» Entries supplied

====================

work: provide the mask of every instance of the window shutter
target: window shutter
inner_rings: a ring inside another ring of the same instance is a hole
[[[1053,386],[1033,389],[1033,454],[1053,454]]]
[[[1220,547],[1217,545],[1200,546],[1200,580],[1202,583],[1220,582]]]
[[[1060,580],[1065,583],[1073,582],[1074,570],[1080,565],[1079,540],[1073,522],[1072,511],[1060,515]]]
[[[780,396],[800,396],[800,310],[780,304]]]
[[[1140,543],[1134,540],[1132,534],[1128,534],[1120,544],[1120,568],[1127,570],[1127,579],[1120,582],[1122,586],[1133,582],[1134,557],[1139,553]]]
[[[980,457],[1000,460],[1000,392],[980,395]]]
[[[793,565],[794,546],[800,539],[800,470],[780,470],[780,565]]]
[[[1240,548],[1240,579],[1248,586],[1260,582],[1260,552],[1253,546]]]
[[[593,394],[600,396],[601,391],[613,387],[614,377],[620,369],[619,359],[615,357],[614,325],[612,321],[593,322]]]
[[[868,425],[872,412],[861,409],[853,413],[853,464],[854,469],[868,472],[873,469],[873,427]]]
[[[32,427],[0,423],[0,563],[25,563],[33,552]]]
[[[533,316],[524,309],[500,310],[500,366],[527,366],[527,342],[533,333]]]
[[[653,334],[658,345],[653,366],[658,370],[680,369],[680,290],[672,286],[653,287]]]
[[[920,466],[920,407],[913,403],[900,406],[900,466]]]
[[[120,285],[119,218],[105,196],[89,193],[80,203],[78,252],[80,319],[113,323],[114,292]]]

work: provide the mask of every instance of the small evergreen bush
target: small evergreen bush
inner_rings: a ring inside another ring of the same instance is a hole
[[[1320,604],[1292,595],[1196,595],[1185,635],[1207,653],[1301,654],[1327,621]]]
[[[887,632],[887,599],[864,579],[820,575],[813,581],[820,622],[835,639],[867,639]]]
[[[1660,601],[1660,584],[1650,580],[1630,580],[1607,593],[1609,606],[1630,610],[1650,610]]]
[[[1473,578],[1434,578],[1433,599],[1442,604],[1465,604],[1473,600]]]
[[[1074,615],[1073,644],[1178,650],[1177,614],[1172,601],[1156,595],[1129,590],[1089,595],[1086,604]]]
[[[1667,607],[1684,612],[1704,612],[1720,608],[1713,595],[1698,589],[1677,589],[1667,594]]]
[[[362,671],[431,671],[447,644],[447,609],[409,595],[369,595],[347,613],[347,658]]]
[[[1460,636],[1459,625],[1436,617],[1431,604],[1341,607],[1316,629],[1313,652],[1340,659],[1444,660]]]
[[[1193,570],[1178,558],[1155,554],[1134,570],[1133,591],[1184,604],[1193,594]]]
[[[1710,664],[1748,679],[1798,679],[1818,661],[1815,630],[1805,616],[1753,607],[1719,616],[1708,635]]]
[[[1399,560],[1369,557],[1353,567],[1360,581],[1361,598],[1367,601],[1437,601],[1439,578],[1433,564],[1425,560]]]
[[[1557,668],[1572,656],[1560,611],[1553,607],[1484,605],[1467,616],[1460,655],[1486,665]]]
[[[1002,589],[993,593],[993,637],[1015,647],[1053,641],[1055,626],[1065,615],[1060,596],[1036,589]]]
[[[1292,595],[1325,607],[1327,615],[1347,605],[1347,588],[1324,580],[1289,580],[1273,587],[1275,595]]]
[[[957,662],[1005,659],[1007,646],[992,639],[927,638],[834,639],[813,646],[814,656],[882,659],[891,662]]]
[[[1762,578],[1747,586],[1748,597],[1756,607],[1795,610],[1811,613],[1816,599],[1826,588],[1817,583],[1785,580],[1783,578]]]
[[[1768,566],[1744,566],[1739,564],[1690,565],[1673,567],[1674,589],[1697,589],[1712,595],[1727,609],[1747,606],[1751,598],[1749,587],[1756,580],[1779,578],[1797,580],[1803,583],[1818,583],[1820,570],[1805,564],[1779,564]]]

====================

Write only the number of lines in the entries where the string "instance" occurs.

» Answer box
4